(Dataset excerpts)
======

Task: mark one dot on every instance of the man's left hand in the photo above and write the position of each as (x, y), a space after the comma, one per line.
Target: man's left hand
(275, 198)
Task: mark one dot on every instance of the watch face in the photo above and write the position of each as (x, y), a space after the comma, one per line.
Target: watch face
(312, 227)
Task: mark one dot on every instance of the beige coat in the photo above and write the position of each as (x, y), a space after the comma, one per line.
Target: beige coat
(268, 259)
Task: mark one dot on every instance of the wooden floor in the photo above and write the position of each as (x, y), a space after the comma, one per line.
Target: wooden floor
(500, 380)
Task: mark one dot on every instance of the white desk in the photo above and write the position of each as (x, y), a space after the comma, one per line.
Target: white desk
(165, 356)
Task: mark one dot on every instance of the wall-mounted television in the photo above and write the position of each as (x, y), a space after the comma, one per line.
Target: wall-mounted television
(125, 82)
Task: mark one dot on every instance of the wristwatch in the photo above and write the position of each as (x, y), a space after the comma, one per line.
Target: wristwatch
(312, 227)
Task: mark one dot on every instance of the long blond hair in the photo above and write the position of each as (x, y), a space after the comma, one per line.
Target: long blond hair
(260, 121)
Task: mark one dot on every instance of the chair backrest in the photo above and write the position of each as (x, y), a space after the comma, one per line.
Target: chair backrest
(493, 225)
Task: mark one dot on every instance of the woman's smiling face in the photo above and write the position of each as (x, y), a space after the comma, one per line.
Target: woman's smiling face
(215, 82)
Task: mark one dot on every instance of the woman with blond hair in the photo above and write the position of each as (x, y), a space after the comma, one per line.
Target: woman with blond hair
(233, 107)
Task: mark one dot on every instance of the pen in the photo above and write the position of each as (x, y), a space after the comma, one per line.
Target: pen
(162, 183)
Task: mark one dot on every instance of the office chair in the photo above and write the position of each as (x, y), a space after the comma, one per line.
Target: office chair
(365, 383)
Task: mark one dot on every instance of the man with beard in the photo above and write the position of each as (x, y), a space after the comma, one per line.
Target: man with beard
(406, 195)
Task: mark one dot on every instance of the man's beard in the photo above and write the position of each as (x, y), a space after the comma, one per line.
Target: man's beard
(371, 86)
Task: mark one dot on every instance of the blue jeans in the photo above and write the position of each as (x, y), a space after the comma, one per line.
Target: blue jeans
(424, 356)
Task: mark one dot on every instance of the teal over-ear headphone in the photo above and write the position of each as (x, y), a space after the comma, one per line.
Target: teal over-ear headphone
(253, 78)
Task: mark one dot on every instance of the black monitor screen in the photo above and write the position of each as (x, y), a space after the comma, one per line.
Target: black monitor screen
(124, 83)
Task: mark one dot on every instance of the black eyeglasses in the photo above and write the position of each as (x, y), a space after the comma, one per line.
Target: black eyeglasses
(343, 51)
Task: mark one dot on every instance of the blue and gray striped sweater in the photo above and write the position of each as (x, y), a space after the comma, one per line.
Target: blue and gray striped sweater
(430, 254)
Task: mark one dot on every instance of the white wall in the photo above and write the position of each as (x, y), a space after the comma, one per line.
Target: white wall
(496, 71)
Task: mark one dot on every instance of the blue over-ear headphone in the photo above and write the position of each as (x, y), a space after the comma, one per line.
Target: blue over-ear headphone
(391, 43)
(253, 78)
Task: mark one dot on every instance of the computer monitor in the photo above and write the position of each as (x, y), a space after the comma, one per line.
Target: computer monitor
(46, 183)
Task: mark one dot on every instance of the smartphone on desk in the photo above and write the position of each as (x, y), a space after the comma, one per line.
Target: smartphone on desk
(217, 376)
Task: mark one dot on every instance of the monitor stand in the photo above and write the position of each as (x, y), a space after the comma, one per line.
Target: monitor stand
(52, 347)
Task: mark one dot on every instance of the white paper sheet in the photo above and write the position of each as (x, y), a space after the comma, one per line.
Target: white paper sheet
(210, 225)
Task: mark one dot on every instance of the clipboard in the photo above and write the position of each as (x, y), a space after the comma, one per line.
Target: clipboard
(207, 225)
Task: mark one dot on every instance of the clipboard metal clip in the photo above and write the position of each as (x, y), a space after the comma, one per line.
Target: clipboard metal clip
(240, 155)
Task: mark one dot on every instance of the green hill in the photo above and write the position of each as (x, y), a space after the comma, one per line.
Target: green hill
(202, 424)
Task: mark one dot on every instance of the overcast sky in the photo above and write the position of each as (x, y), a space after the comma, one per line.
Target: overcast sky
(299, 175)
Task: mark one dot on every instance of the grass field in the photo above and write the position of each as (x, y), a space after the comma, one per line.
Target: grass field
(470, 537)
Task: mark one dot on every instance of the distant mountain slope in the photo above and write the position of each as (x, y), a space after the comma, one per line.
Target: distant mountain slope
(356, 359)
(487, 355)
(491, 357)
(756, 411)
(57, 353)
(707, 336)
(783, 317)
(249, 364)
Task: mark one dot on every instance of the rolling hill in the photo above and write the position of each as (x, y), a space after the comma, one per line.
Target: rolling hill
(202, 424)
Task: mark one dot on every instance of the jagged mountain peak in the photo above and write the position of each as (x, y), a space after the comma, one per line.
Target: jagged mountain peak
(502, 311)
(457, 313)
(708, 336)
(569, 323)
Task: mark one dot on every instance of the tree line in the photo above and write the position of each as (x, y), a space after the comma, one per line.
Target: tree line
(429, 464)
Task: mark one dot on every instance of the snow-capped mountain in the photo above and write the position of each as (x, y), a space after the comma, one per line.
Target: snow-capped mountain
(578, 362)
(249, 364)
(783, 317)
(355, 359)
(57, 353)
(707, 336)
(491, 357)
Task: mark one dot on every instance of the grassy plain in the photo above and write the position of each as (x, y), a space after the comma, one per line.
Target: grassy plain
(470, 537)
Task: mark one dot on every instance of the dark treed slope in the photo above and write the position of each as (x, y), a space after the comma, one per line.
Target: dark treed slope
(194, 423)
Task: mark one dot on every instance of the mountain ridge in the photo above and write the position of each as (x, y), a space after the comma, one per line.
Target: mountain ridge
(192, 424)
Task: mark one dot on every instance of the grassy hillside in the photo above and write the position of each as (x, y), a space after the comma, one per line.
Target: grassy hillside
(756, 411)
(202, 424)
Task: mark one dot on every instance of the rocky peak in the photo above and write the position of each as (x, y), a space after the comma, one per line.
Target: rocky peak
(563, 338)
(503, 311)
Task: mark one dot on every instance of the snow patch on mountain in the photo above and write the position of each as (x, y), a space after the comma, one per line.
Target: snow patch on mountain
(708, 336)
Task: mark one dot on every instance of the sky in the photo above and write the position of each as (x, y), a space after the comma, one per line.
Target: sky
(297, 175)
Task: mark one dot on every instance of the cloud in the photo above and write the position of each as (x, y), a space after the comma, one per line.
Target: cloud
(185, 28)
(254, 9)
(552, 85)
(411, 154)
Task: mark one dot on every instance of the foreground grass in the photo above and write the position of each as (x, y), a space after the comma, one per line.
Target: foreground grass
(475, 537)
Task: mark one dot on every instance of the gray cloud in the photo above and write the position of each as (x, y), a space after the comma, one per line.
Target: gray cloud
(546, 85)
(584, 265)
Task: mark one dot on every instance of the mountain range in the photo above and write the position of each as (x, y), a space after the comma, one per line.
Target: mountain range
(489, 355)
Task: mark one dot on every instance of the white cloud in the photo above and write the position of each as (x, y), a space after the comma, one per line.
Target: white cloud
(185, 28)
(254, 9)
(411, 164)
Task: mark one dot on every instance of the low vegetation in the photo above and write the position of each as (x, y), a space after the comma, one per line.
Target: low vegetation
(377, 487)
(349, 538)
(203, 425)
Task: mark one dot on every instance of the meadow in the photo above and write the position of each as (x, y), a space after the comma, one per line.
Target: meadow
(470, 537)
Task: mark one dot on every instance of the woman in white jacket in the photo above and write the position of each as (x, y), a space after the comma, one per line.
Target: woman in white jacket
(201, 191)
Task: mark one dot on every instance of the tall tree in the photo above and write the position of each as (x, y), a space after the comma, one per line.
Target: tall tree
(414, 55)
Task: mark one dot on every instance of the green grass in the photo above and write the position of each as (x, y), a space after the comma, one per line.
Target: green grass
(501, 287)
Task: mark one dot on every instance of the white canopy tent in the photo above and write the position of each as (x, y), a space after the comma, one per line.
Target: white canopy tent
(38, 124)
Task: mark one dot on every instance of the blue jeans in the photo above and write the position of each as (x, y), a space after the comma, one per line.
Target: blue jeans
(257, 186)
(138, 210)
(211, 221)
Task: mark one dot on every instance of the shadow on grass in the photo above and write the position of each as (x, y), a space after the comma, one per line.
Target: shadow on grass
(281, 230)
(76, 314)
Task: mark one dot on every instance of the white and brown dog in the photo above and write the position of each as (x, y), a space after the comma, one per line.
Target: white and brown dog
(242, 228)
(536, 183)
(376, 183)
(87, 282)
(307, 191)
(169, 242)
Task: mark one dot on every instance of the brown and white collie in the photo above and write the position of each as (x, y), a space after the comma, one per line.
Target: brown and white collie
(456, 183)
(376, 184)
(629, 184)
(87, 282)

======

When the line containing "Task: mark one dot on every instance of the brown" is found in the records above, restate it and every later line word for word through the last one, and nothing more.

### ANSWER
Task: mark one dot on every instance of the brown and white collie in the photo above and write the position of each as (x, y), a space after the comma, one per line.
Target: brown and white collie
(456, 183)
(376, 184)
(629, 184)
(87, 282)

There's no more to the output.